> [Goal 1]: Reproduce the segmentation labeling entries below line for line, without changing anything.

Friday, May 6, 2011

JUSTICE UNDONE, IT'S MURDER THEY SAID


          “Justice was done” was Barack Obama’s take on the assassination of Osama bin Laden. It wasn’t. Justice was not done, it was undone. Obama, of all people, a graduate of Harvard Law School, a former law professor and a lawyer, should know better. Justice requires that laws be honored and not discarded for political expediency.
          Assassination is the extrajudicial intentional killing by a government of a person for a political purpose. Perhaps Attorney General Eric Holder should remind him that assassinations, or “targeted killings”, sanctioned by a sate are illegal. As early as February 18, 1976, President Ford signed Executive Order 1190, a finding and directive having the force of law, banning political assassinations [“Prohibition of Assassination. No employee of the United States Government shall engage in, or conspire to engage in, political assassination.”] President Carter followed suit with Executive Order 12036 which banned even indirect U.S. involvement in assassinations. President Reagan finally signed the still in effect Executive Order 12333 on December 1, 1981 which provides:

executive order 12333-- united states intelligence activities  46 fr 59941, 3 cfr 1981 

2.11 Prohibition on Assassination. No person employed by or acting on behalf of the United States Government shall engage in, or conspire to engage in, assassination.

2.12 Indirect Participation. No agency of the Intelligence Community shall participate in or request any person to undertake activities forbidden by this Order.

          Sadly Obama is following the lead of two morally deficient Presidents. Bill Clinton, a Yale Law School graduate, recently and publicly admitted to secretly approving bin Laden as target for assassination [after the U.S. Embassy bombings in Nairobi and Dar as Salaam in 1998], and George Bush who publicly called for his murder, “his head on a plate”, after 9/11. Fortunately for them, and for us, his murder/assassination did not occur on their watch.    
          Justices Roberts, Thomas and Scalia, and those other dolts now sitting on the Supreme Court, can not be counted on to give the President sage advice. President Truman heeded Justice Robert Jackson’s principled call preventing the summary execution, the “assassination” “murder”, of Nazi leaders after the Second World War: “The only course [we have] is to determine the innocence or guilt of the accused [in the present case bin Laden] after a hearing [in a court of law] as dispassionate as the times will permit and upon a record that will leave our reasons and motives clear.” The result was the Nuremberg Military Tribunal, an imperfect meting out of a victor’s justice, but justice nonetheless.

> [Goal 2]: According to the post on the killing of Osama bin Laden, which executive order did President Reagan sign on December 1, 1981?

> [Segmentation labeling items]:
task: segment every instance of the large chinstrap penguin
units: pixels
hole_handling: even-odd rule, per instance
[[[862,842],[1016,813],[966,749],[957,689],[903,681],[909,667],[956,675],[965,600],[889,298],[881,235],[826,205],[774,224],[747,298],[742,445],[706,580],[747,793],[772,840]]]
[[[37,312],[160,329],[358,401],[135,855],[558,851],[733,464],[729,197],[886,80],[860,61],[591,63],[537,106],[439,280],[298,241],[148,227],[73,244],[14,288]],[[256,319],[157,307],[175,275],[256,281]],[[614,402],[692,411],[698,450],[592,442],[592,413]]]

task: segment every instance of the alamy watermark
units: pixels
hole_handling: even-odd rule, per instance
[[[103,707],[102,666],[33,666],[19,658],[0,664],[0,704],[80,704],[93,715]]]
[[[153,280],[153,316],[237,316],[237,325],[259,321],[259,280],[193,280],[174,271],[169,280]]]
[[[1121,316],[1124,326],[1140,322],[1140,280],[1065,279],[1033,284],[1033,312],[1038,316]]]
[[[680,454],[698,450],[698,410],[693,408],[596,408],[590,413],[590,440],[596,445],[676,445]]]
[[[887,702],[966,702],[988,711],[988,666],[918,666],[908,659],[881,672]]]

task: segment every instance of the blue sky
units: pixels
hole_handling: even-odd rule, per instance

> [Complete answer 1]:
task: segment every instance of the large chinstrap penguin
units: pixels
hole_handling: even-odd rule, per instance
[[[862,842],[1016,813],[966,749],[957,689],[903,681],[909,667],[956,675],[965,600],[889,298],[881,235],[826,205],[774,224],[747,298],[742,445],[706,580],[747,793],[772,840]]]
[[[37,312],[160,329],[358,401],[135,855],[558,851],[733,464],[729,197],[886,80],[860,61],[591,63],[537,106],[439,280],[298,241],[148,227],[73,244],[14,288]],[[256,319],[157,307],[175,275],[256,281]],[[614,402],[692,411],[698,450],[592,442],[592,413]]]

task: segment every instance of the alamy watermark
units: pixels
hole_handling: even-odd rule, per instance
[[[103,707],[102,666],[33,666],[19,658],[0,664],[0,704],[80,704],[93,715]]]
[[[153,280],[153,316],[237,316],[237,325],[259,321],[259,280],[193,280],[174,271],[169,280]]]
[[[1121,316],[1124,326],[1140,322],[1140,280],[1065,279],[1033,284],[1033,312],[1038,316]]]
[[[680,454],[698,450],[698,410],[693,408],[596,408],[590,413],[590,440],[596,445],[676,445]]]
[[[887,702],[966,702],[988,711],[988,666],[918,666],[908,659],[881,672]]]

task: segment every instance of the blue sky
units: pixels
hole_handling: even-odd rule, per instance

> [Complete answer 2]: Executive Order 12333.